Reading text:
►

    Environmental Conservation

    India's rapidly-increasing population means there has been much damage to natural surroundings by way of plastics, chemical pesticides and general high productivity. There are a number of projects in India where you can help promote sustainable farming and environmental conservation.

  • Planning Your Trip
    Volunteering Tips

    Volunteer Support: Any good organization will look after its volunteers, and always be on hand to answer questions and provide help whenever required. Your embassies will be based in New Delhi, while dozens of consulates are located in towns and cities across India. About.com: India Travel also has tons of relevant resources for anyone traveling to India. You might also consider joining up to an expat forum such as @llo' Expat to chat to people already living the lifestyle.

    NGO/Nonprofit/Volunteer History in India: Unsurprisingly, India is a popular destination for volunteers and as such, NGOs and volunteer schemes are widespread, dealing with all manner of the country's issues from poverty and health through to education and environment. Popular volunteering schemes in India include those run by Raleigh, Bunac, and i-to-i but you should take your time to find the company that best suits your wants. Here is a complete list of NGOs in India.

    Will I need to learn the language? The only country in the world with more English-speaking inhabitants that India is the USA. Around 11% of all Indians speak English and you will find that especially amongst young people in urbanized areas, English is widely used. As with every new culture, you should still make a point of learning the basics of the native language, in this case probably Hindi (although this can depend on the area you're working in).
◄
Dataset extract:
►
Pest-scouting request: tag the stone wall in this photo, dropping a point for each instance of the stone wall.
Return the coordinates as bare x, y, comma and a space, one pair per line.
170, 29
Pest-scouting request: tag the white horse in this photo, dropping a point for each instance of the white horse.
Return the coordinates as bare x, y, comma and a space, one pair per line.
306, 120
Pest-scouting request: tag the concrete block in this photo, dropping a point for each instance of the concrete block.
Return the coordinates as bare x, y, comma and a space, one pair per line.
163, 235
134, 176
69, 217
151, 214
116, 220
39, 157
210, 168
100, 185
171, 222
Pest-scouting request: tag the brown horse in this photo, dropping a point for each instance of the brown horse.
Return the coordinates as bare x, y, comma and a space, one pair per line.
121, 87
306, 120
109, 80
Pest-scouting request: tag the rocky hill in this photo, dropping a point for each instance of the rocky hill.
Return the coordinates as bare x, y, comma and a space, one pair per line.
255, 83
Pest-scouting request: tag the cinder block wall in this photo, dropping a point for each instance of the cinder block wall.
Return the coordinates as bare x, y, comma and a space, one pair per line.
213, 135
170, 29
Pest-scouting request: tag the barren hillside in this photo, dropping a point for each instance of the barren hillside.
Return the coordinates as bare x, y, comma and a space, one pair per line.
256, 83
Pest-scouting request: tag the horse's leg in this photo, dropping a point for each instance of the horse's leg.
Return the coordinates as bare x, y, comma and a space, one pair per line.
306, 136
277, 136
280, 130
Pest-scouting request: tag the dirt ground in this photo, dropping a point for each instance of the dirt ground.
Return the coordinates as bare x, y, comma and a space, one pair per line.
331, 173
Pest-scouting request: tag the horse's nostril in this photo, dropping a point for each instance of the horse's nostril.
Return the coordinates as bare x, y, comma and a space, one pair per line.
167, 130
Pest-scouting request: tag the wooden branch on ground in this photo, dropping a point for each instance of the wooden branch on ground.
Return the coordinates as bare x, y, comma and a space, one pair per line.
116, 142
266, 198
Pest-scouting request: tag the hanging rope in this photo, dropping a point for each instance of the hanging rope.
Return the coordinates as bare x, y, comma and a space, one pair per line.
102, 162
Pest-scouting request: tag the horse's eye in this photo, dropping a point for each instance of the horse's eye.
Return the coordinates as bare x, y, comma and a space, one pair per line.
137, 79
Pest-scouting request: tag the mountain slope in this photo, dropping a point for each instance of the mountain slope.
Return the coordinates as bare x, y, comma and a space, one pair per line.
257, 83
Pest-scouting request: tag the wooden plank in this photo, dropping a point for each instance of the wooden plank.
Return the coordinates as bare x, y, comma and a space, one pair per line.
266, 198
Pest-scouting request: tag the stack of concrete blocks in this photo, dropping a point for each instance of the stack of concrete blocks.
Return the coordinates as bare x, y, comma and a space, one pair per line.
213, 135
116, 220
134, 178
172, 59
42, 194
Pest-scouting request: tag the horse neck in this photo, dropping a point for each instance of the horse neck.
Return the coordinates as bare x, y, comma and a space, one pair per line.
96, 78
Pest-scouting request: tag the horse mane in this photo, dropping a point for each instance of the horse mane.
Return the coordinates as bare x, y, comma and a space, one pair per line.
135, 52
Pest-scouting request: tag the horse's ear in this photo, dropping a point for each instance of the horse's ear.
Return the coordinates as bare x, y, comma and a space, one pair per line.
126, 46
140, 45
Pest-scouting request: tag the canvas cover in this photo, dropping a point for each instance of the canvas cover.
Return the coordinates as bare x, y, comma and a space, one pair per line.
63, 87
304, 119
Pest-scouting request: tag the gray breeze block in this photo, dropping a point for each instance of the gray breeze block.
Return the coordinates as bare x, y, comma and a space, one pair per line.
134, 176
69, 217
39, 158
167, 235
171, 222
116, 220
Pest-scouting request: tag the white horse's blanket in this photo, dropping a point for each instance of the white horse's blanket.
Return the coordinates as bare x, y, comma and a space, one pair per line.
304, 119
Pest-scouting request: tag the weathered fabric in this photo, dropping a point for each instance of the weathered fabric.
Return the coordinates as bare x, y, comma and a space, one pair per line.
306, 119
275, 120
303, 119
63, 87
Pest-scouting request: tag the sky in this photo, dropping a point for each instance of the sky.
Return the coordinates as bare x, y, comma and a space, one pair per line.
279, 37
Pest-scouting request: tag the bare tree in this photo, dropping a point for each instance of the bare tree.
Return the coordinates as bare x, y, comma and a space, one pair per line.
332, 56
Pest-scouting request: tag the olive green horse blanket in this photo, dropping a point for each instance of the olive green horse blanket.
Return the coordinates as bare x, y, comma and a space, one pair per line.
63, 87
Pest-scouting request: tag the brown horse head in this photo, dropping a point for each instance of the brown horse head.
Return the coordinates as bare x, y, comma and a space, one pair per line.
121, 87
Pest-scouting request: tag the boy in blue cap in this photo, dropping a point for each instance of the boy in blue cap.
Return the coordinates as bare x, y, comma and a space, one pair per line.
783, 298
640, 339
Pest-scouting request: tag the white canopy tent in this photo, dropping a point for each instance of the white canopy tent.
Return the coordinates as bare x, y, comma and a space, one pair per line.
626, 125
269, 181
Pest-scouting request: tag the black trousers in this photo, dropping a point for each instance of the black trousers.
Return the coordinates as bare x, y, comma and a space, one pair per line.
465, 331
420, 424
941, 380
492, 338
◄
►
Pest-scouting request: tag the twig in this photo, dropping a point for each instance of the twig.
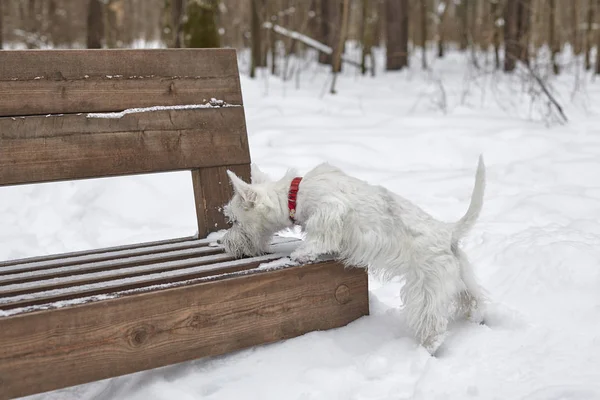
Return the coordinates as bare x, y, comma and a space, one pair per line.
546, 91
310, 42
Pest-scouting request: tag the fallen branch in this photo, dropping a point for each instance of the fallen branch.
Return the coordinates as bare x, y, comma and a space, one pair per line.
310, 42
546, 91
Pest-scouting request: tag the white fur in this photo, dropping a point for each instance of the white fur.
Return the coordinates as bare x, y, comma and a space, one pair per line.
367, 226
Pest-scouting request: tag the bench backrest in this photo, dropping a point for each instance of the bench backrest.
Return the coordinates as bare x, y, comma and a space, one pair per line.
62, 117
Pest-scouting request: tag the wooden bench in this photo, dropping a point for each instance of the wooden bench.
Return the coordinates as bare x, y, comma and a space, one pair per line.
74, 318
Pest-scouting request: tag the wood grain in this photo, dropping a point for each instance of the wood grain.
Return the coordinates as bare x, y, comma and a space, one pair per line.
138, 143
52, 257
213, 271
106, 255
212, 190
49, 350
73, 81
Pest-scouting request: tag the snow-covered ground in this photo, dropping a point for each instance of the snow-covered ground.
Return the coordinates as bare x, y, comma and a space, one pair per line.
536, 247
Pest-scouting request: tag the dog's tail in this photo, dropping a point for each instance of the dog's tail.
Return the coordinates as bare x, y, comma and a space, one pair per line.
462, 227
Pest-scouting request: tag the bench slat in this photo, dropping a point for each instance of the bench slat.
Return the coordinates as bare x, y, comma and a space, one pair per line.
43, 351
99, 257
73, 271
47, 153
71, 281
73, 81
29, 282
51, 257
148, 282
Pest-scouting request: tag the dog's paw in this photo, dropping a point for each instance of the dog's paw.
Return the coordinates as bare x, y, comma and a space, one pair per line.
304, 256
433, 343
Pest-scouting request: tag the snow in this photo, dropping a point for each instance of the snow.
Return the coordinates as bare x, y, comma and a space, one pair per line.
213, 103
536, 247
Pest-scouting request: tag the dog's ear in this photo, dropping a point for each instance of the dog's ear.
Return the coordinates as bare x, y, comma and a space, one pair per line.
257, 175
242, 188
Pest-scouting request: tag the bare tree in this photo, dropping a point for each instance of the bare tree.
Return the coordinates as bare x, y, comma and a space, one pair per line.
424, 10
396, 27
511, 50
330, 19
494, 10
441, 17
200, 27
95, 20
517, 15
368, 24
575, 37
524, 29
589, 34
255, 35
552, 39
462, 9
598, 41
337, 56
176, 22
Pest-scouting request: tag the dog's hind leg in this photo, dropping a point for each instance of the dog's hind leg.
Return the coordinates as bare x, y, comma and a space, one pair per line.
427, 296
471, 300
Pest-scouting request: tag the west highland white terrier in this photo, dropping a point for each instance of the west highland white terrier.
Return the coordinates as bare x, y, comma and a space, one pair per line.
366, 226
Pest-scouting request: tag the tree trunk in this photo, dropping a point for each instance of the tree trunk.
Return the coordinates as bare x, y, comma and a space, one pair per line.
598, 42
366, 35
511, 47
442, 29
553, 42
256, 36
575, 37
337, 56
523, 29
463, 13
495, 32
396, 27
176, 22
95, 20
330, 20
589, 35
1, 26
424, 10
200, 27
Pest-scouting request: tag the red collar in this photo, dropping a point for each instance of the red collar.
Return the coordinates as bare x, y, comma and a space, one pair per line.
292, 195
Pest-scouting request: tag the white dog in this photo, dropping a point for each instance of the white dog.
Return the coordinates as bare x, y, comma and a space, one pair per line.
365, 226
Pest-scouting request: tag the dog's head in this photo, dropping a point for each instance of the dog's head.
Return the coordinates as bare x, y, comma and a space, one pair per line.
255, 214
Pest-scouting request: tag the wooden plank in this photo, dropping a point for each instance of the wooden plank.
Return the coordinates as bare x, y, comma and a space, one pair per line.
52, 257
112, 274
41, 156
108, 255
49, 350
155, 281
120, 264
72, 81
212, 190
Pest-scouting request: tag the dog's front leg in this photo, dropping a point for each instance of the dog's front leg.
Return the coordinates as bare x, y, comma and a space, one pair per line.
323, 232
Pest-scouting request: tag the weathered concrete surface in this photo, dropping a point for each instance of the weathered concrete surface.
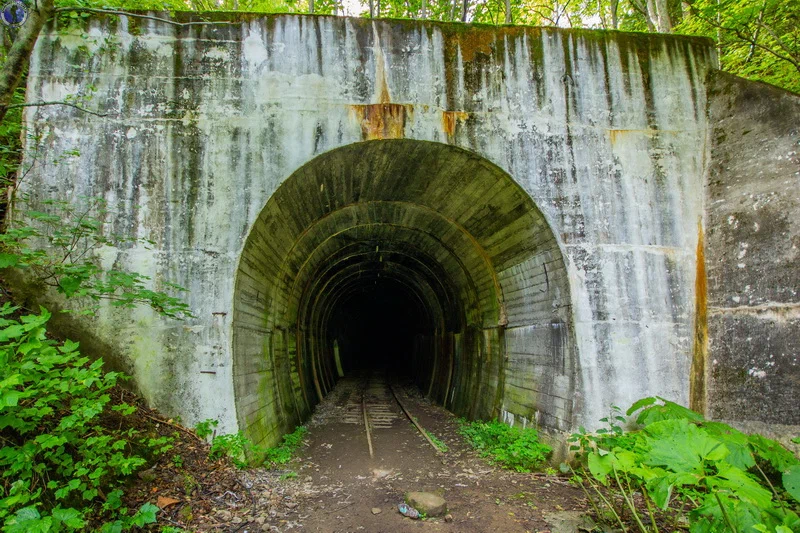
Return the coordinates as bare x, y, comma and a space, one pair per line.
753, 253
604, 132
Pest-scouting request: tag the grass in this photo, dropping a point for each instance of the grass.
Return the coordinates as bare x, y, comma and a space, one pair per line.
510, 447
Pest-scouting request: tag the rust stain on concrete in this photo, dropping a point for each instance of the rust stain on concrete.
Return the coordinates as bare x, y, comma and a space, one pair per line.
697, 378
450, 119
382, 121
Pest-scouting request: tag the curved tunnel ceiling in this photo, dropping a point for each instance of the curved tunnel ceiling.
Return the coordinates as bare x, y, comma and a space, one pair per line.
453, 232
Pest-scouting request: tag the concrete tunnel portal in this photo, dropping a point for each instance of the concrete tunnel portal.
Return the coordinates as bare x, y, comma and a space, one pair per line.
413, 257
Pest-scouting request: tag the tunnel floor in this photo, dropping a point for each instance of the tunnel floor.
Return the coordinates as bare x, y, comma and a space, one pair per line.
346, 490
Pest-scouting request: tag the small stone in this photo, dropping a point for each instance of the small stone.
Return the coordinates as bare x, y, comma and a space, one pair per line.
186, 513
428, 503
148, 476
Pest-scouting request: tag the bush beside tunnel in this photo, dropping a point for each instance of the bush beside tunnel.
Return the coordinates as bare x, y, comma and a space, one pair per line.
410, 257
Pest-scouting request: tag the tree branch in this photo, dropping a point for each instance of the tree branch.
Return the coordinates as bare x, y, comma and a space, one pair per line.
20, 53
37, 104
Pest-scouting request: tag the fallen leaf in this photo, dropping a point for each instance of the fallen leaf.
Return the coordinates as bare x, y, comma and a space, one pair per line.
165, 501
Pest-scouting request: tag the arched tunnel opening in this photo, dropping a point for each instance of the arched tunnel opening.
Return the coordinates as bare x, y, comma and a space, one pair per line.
◄
Task item:
Answer from the text on volunteering in India:
(a) What three things does it name as causes of damage to natural surroundings?
(b) In which city will your embassies be based?
(c) Around what share of all Indians speak English?

Written answer:
(a) Plastics, chemical pesticides and general high productivity.
(b) New Delhi.
(c) Around 11%.